— BEGIN MATERIALS PROVIDED —
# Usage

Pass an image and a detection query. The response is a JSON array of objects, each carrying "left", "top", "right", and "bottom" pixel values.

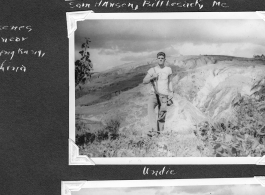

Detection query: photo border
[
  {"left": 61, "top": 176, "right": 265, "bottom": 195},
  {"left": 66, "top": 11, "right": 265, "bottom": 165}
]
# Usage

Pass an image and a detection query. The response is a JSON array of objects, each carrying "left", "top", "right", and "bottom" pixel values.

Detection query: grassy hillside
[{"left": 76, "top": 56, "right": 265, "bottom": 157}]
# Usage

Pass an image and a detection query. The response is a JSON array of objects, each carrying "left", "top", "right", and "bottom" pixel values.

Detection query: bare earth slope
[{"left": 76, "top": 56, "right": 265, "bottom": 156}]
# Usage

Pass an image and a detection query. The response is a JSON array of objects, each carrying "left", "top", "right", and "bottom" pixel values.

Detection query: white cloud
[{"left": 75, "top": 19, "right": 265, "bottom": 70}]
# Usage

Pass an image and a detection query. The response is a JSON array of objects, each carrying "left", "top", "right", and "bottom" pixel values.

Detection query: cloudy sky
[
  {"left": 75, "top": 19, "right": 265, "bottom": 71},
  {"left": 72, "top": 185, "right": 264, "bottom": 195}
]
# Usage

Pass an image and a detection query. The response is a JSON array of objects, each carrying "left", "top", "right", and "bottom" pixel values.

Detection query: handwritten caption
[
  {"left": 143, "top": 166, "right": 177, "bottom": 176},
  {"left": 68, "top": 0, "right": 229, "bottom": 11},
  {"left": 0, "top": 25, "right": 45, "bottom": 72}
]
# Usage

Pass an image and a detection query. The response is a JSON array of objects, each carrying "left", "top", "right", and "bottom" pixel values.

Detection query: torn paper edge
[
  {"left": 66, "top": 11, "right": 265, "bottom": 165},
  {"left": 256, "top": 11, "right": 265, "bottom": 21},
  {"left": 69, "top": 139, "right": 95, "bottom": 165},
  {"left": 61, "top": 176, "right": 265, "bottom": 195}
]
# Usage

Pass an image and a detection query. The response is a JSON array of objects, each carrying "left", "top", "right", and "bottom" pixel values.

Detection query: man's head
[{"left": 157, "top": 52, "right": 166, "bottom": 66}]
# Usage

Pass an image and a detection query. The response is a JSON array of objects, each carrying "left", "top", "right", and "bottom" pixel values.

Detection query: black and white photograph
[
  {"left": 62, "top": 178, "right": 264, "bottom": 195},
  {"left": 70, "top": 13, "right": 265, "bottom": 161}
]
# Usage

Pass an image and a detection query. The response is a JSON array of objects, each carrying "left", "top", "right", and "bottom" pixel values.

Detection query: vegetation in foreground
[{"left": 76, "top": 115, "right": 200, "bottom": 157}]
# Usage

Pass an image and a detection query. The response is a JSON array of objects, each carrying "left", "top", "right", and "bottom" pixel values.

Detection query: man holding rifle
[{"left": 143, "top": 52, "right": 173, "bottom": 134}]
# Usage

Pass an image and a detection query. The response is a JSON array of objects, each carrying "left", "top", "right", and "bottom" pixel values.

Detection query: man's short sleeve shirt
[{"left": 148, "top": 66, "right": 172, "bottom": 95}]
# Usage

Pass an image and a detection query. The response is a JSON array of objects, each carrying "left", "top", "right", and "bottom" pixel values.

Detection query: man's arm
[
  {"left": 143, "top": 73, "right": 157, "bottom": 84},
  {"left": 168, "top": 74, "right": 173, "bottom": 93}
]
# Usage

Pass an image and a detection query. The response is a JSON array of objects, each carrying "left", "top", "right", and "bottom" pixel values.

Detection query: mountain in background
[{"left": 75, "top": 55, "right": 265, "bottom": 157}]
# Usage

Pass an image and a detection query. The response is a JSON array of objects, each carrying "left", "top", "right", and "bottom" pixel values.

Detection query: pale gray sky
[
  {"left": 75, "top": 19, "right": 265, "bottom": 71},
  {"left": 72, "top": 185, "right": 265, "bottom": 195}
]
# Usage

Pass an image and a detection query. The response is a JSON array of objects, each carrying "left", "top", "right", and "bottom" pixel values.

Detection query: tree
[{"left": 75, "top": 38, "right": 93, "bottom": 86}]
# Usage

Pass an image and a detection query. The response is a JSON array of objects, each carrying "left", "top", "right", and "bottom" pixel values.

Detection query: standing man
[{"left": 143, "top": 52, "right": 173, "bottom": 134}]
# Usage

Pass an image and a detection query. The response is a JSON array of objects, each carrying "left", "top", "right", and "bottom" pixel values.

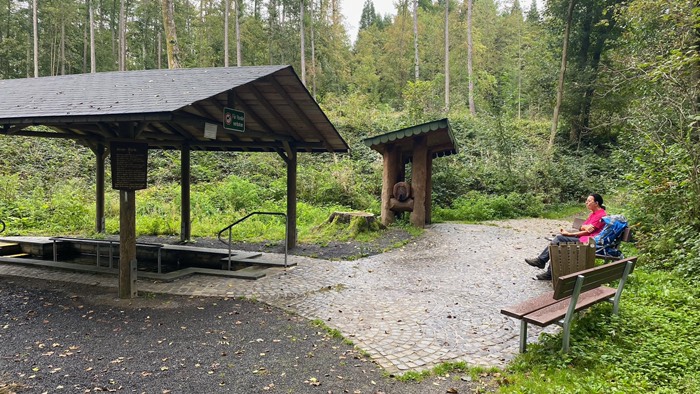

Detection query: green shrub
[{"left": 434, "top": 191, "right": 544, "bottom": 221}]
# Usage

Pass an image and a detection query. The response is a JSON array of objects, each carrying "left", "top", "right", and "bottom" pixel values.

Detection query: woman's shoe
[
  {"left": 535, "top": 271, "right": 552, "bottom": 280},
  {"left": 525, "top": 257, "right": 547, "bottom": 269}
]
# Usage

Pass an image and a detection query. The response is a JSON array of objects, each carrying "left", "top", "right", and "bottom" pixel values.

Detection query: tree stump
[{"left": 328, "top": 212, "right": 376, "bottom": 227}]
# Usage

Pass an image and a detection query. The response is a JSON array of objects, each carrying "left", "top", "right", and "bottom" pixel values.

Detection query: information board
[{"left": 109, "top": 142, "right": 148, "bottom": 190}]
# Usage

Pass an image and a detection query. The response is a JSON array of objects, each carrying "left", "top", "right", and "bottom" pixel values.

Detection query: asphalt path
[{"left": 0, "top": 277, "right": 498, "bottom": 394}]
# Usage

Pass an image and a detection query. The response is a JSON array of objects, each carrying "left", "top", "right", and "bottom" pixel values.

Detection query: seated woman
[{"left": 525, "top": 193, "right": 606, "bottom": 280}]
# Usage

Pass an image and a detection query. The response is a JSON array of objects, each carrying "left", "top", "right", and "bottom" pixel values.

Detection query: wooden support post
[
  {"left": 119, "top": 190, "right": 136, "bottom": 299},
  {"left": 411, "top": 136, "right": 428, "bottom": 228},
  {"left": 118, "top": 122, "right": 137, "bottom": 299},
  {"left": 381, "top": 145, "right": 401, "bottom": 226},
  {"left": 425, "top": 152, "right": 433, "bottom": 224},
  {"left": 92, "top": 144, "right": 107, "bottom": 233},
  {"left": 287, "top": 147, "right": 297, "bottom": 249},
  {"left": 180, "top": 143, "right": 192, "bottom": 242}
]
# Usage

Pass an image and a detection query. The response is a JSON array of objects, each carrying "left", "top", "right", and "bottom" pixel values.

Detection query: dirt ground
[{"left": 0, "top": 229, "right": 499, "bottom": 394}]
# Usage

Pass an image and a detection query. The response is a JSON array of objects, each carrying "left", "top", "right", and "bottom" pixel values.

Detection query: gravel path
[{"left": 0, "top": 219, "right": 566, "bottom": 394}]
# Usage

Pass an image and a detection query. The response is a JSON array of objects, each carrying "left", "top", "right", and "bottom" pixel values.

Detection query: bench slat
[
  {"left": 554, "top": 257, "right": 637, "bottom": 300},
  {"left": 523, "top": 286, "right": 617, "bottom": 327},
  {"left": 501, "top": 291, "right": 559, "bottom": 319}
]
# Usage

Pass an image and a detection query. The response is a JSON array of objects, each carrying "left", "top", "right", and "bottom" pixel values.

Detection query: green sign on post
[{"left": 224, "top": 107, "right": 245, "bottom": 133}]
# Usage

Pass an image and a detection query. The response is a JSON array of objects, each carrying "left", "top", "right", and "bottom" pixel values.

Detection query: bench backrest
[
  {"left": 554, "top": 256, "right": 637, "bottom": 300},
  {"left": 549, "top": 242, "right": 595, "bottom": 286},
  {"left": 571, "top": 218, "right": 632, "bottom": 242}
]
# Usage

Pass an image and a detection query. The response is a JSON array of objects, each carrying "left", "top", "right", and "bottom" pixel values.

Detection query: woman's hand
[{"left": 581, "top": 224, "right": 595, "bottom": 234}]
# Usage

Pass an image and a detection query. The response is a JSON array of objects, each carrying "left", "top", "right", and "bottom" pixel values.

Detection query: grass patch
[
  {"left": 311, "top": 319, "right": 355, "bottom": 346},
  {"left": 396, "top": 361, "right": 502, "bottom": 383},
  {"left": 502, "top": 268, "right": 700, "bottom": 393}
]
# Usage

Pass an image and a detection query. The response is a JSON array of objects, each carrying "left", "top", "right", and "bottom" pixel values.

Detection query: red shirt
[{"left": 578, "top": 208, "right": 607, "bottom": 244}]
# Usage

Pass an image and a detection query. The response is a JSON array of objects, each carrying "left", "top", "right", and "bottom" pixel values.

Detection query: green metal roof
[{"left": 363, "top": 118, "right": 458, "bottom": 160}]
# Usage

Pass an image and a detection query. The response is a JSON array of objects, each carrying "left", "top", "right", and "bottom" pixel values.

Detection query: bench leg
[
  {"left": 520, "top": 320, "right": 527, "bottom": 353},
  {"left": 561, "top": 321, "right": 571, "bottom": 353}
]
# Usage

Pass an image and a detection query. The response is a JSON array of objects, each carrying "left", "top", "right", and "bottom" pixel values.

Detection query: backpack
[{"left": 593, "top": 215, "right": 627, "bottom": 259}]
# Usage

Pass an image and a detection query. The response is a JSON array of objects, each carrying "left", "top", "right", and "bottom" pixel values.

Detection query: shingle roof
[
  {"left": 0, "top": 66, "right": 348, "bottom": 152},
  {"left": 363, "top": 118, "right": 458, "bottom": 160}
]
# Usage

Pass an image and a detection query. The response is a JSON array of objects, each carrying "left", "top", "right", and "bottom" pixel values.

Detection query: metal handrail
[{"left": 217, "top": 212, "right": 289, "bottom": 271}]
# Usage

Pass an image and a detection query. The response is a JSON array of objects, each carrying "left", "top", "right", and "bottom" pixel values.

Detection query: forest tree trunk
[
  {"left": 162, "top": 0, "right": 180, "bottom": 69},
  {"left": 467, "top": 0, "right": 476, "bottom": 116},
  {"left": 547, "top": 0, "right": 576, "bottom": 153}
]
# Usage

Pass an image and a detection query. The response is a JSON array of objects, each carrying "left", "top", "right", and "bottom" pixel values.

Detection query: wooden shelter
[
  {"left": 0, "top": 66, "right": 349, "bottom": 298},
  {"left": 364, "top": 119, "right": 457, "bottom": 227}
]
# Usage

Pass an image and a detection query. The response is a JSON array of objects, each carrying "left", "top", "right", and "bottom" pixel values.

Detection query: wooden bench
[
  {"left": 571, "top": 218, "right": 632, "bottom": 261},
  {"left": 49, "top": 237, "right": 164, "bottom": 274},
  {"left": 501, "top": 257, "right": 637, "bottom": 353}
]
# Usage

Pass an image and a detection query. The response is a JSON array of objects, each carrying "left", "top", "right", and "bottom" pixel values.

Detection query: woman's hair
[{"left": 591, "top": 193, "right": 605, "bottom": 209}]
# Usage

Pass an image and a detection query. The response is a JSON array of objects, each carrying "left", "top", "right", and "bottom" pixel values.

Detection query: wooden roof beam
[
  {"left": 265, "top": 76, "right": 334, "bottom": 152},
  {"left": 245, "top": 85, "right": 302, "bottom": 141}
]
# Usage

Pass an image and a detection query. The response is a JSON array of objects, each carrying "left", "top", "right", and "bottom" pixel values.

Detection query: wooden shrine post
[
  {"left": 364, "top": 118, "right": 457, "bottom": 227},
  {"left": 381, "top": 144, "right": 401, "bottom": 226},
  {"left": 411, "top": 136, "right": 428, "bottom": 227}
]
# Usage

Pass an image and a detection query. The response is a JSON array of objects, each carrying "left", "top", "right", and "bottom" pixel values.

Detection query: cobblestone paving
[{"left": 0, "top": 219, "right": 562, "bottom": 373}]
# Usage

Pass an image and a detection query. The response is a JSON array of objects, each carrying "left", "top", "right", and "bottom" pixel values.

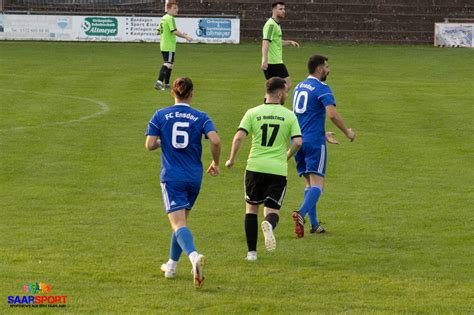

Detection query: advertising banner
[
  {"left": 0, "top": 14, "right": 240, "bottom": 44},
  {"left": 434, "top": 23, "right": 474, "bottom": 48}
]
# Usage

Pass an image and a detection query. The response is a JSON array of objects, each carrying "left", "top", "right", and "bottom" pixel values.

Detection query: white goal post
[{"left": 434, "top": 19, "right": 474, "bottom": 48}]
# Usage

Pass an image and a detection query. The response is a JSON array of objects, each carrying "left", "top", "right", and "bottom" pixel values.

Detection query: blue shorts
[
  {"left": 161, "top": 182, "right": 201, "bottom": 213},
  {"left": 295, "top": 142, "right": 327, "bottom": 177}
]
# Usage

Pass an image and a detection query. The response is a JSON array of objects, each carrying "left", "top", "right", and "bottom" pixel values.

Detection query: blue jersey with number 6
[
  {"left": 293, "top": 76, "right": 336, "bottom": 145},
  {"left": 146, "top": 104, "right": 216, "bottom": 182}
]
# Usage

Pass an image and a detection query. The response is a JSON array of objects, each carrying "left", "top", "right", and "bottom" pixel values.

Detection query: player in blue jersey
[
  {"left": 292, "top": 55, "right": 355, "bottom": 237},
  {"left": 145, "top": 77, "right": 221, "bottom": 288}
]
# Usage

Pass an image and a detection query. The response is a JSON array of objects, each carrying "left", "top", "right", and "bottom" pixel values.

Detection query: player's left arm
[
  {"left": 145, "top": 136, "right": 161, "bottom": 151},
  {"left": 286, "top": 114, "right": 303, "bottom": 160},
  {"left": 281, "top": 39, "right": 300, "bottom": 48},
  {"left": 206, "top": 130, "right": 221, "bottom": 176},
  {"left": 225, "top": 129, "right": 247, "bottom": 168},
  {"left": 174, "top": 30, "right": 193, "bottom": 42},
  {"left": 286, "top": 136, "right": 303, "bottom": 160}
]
— END MATERIALS PROVIDED —
PROBLEM TO SOLVE - Gather every line of the entries above that contains the string "path", treating uppercase and lowercase letters as different. Copy each such line in full.

CORRECT RESPONSE -
Detection query: asphalt path
Detection query: gravel path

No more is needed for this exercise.